**PROVIDED PASSAGE:**
The acquisition of Mantle is a strategic move to offer a modern account opening product integrated with digital banking. Mantle has 170 customers, with 70% being banks. Alkami plans to integrate Mantle’s data platform while allowing its sales team to operate independently. The acquisition was financed through an amended credit facility and a convertible note offering.

Future Outlook

  • Alkami targets a 65% gross margin and a 20% adjusted EBITDA margin by 2026.
  • Long-term goals include becoming a billion-dollar revenue company with a 65-70% gross margin and a 30% or more adjusted EBITDA margin.
  • The company expects free cash flow conversion of about 92% of adjusted EBITDA.

For a detailed account of Alkami Technology’s strategic plans and financial outlook, refer to the full transcript below.

Full transcript - 53rd Annual JPMorgan Global Technology, Media and Communications Conference:

Brian Hill, CFO, Alchemy: scoot over? Yeah.

Alexey Gogolev: Thank you everyone for joining. My name is Alexey Gogolev. And today, I’m delighted to welcome management team of Alchemy. We have CEO of Alchemy, Alex Schutman and CFO of the company, Brian Hill. Welcome both, and we appreciate you being with us on the heels of a rather important acquisition that you recently did.

But before we get into the exciting stuff of M and A discussion, do you mind giving us a quick overview of Alchemy? Obviously, you’ve been public for four years now, but for those that are new to the story, your key customers and the overreaching value of Alchemy offering.

**RECORD SET:**

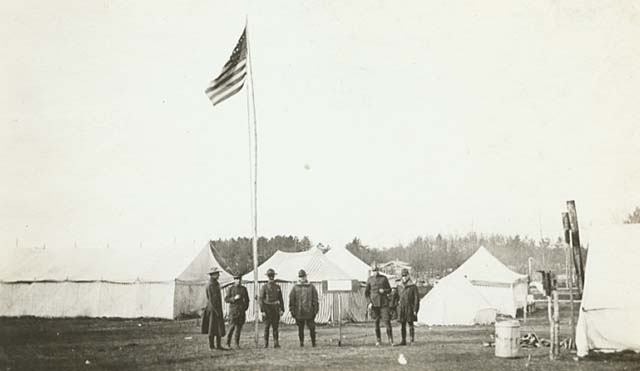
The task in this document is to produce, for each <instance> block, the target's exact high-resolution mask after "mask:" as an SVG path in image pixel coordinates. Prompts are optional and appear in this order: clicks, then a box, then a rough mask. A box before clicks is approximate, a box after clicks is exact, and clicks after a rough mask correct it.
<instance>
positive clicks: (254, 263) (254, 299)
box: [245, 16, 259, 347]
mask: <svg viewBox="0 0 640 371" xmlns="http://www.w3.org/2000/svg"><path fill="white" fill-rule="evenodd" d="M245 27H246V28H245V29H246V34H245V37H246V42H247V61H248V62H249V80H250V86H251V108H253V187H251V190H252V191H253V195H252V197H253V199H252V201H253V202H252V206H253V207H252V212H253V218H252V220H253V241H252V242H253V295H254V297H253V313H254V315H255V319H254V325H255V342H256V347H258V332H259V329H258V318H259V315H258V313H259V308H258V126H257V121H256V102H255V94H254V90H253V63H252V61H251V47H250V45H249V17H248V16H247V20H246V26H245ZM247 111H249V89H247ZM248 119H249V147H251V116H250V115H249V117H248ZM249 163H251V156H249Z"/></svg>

---

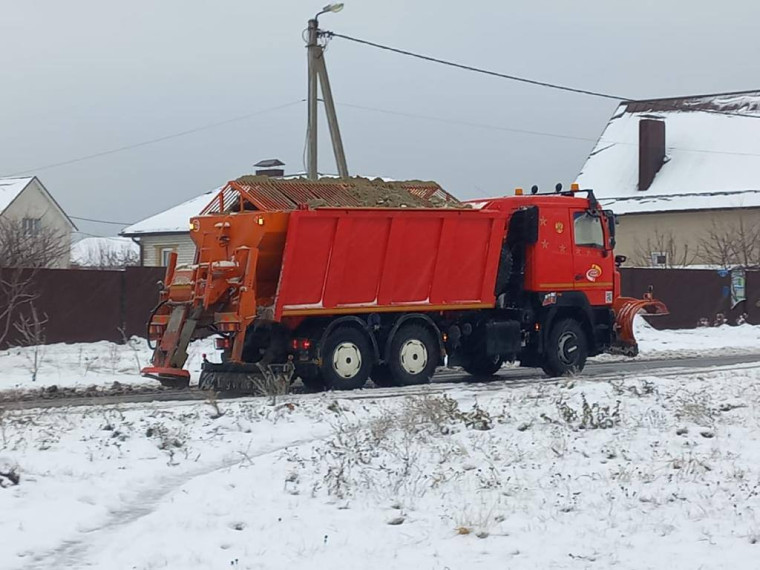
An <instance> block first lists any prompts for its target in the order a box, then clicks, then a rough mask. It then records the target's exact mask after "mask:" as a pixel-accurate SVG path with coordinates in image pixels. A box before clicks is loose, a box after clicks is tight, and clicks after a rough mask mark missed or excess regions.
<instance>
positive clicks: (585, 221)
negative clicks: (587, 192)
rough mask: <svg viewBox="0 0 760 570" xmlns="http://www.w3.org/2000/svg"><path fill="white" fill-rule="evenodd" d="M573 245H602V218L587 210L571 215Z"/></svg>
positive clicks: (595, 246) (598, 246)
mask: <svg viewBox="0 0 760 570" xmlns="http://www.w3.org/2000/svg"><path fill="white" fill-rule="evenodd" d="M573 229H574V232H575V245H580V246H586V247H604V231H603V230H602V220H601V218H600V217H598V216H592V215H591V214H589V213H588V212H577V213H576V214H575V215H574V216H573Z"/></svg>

**TASK INSTRUCTIONS:**
1 > Please answer these questions about the conference transcript excerpt:
(a) How many customers does Mantle have?
(b) What adjusted EBITDA margin does Alkami target by 2026?
(c) At what conference was the full transcript recorded?
2 > Rewrite everything in the rows from the line containing "An <instance> block" down through the line containing "rough mask: <svg", putting "coarse mask" in place of "rough mask" and keeping all else the same. Return only those lines.

**ANSWERS BY ITEM:**
1 >
(a) 170
(b) 20%
(c) The 53rd Annual JPMorgan Global Technology, Media and Communications Conference

2 >
An <instance> block first lists any prompts for its target in the order a box, then clicks, then a coarse mask. It then records the target's exact mask after "mask:" as a pixel-accurate SVG path with coordinates in image pixels. A box before clicks is loose, a box after clicks is tight, and clicks after a coarse mask mark missed or excess regions.
<instance>
positive clicks: (585, 221)
negative clicks: (587, 192)
coarse mask: <svg viewBox="0 0 760 570" xmlns="http://www.w3.org/2000/svg"><path fill="white" fill-rule="evenodd" d="M573 245H602V218L587 210L571 215Z"/></svg>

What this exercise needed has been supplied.